• [Required action]:
When you reach the line that contains "the hyena standing" in the data below, copy it and every line after it exactly, adding nothing.

Content starts

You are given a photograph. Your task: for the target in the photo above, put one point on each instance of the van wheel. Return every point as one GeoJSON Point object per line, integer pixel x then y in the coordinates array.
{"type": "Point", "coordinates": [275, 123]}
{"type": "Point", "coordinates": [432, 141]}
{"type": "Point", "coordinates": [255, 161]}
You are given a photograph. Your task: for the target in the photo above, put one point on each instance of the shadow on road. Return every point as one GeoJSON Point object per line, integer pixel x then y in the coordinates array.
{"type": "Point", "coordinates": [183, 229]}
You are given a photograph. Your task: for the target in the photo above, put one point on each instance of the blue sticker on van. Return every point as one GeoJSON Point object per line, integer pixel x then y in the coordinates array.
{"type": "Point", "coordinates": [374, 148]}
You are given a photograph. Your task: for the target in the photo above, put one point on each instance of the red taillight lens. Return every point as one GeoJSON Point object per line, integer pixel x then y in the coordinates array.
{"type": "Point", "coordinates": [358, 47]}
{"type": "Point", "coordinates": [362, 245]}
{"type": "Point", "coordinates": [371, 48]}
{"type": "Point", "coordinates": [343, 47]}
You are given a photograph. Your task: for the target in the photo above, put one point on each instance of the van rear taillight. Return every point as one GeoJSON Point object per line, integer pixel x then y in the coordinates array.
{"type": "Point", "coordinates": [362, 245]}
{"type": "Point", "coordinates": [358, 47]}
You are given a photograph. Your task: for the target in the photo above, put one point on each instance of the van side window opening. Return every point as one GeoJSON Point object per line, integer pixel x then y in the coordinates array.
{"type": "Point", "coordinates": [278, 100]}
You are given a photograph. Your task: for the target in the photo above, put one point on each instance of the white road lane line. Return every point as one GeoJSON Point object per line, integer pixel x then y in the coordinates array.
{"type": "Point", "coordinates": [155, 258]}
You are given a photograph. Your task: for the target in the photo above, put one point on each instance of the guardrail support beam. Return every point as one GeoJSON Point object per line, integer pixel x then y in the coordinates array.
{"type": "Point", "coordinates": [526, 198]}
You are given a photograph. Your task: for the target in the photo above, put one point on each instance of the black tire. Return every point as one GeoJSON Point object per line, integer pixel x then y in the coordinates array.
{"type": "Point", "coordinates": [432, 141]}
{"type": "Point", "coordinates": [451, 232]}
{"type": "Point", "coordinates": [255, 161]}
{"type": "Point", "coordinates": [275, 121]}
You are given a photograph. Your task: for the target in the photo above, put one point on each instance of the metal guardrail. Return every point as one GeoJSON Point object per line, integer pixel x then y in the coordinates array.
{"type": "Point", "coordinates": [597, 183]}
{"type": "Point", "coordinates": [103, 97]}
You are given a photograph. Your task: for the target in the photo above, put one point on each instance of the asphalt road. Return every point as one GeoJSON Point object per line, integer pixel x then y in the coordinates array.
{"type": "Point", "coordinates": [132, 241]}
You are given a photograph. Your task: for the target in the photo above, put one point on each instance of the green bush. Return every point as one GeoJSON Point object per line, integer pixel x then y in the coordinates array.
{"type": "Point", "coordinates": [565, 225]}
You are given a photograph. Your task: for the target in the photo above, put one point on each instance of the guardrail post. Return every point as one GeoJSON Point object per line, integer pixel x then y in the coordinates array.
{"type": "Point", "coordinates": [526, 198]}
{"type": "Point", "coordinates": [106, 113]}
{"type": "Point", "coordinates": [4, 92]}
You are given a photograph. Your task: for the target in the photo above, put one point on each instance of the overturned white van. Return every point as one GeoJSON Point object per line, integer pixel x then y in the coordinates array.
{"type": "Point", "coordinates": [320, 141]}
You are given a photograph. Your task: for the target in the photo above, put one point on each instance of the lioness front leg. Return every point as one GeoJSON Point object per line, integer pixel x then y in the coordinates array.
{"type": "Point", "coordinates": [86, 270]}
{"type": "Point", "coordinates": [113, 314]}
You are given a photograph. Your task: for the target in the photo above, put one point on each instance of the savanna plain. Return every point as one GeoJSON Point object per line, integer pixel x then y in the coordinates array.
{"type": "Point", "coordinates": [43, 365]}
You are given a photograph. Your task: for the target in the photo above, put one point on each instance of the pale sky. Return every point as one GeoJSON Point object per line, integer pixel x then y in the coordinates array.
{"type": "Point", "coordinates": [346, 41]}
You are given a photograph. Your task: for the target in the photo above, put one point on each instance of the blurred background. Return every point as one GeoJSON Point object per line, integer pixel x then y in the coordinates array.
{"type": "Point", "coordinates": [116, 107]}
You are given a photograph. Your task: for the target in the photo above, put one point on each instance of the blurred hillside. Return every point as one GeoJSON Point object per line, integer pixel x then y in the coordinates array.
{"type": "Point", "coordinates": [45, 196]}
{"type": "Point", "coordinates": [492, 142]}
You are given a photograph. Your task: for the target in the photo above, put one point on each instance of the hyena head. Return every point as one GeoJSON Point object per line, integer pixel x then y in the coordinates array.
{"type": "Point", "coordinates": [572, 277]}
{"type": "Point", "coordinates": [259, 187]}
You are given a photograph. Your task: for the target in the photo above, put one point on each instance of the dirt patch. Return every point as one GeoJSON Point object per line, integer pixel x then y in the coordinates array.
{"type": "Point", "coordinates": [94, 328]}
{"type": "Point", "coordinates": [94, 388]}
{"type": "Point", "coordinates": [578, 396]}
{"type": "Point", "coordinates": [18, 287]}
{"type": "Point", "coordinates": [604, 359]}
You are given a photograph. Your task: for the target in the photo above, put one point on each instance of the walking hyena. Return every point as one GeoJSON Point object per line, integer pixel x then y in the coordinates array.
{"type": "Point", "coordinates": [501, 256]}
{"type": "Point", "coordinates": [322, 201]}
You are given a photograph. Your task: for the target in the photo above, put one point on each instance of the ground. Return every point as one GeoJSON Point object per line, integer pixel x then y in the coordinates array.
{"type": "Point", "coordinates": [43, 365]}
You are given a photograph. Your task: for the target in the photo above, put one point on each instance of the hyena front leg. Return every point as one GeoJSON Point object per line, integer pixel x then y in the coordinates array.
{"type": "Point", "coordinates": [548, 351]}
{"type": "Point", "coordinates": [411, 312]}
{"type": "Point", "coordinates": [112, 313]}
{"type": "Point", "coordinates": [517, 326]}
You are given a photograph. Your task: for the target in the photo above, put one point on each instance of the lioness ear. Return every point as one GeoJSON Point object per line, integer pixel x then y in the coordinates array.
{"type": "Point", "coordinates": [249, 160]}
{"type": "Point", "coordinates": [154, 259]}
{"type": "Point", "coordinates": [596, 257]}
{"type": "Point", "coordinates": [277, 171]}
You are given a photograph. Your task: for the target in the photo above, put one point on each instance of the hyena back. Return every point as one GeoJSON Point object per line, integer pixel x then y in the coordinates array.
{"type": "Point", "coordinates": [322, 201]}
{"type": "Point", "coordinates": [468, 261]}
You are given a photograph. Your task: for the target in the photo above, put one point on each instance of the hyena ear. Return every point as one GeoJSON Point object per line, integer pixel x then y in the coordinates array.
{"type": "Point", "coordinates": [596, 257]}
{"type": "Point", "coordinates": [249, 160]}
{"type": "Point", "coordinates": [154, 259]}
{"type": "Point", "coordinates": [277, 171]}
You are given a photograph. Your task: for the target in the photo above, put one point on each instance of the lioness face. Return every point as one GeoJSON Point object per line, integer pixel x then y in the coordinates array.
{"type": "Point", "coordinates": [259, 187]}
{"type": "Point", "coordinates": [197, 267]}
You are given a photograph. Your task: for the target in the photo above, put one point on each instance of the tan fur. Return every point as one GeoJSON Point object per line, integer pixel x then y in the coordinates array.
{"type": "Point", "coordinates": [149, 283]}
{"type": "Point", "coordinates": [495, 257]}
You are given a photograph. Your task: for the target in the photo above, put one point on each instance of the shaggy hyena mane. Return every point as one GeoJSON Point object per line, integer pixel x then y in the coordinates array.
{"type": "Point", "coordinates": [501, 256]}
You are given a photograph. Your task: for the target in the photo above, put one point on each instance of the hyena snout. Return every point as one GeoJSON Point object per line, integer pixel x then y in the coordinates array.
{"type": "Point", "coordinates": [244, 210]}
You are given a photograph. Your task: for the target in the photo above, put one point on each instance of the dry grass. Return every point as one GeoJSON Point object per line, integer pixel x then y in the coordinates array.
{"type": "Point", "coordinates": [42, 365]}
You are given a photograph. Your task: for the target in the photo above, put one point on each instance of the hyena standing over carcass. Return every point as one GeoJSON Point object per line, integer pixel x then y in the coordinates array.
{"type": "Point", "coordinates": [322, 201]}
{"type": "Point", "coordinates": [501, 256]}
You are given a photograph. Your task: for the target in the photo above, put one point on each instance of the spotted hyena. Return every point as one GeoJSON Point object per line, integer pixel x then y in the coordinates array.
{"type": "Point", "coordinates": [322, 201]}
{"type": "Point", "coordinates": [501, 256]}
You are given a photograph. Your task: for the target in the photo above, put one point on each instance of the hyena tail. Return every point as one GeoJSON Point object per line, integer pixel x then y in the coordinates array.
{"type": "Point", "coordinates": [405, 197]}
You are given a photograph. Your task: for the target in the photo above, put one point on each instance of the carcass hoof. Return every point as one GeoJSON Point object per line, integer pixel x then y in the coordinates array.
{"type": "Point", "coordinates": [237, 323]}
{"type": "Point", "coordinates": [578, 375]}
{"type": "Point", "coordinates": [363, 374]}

Content ends

• [Response area]:
You are given a photograph. Your task: for the target in the photo above, put one point on each instance of the hyena standing over carcass. Return every point as one GeoJSON Point object per line, integer pixel x then y in the coordinates array.
{"type": "Point", "coordinates": [322, 201]}
{"type": "Point", "coordinates": [501, 256]}
You are given a photograph. Your task: for the target in the photo above, put one point on each instance of the spotted hyena. Return every point as one GeoJSON Point object per line, integer pixel x then y in the coordinates array.
{"type": "Point", "coordinates": [322, 201]}
{"type": "Point", "coordinates": [501, 256]}
You are given a photograph. Your task: for the target in the photo above, put one point on each instance of the hyena tail. Return every point as one GeoJSON Point object per line, integer pixel x then y in the coordinates array.
{"type": "Point", "coordinates": [405, 197]}
You are given a photograph. Your task: for the target in the photo above, put one point on each instance of the carcass hoof. Return every point as one GeoJSON Point object per line, integer pixel x then y in the coordinates array.
{"type": "Point", "coordinates": [237, 323]}
{"type": "Point", "coordinates": [578, 375]}
{"type": "Point", "coordinates": [363, 374]}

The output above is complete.